> [The exercise]: Please rewrite the data below, replacing every "Exercise" with "Task" and leaving everything else unchanged. Leave the pictures out of your answer.

(Photo object pointing data)
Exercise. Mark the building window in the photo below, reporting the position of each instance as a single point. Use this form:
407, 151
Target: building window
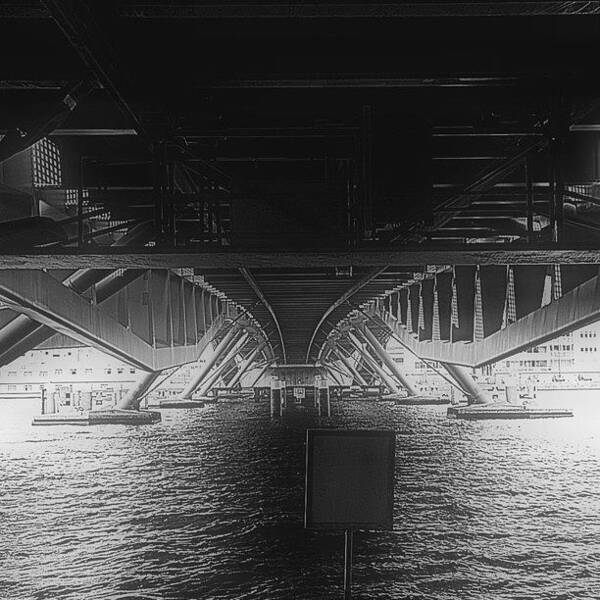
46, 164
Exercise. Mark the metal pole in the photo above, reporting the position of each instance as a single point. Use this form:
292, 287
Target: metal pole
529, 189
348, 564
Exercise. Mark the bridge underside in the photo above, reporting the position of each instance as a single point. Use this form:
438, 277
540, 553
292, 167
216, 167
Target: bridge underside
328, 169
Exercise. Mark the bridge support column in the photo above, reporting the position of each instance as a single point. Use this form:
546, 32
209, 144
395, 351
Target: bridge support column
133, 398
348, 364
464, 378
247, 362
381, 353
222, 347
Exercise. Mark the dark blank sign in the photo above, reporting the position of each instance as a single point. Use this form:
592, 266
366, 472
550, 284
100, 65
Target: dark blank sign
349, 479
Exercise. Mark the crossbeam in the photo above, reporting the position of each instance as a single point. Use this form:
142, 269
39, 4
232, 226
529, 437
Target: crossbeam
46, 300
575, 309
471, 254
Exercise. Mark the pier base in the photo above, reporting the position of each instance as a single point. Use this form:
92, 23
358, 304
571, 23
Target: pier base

> [Task output]:
Task. Mark the building window in the photo below, reporting the position of each instance as a single point. Use this form:
407, 151
Target: building window
46, 164
Task. Mark the metal pole in the photo above, reporting the position of each instance as a single point. Use this form:
292, 287
Target: metal pole
529, 189
348, 564
Task. Mark the bridge underside in the photo above, reporting the position of each instance as a single point. Use this form:
438, 277
540, 553
292, 167
216, 167
Target: bridge underside
328, 169
Task. Mark the bridge support column in the photo above, reporting the position of each instance as a single point. Use this form:
546, 32
209, 144
395, 351
Target: bridge support column
133, 398
348, 364
464, 378
247, 362
381, 353
222, 347
Task. Mark the dark blank sign in the photo above, reporting the position of each instance as a single point. Use this form:
592, 266
366, 472
550, 284
100, 65
Target: dark blank sign
349, 479
Task. Mark the crossbeam in the photo above, reporting the position of each instance as a single point. Use this form:
142, 269
39, 4
232, 226
529, 437
Target: crossbeam
46, 300
575, 309
471, 254
Task. Mark the pier base in the photo above, reporting the position of each instance as a single point. Use this form:
92, 23
358, 304
571, 23
Target: pier base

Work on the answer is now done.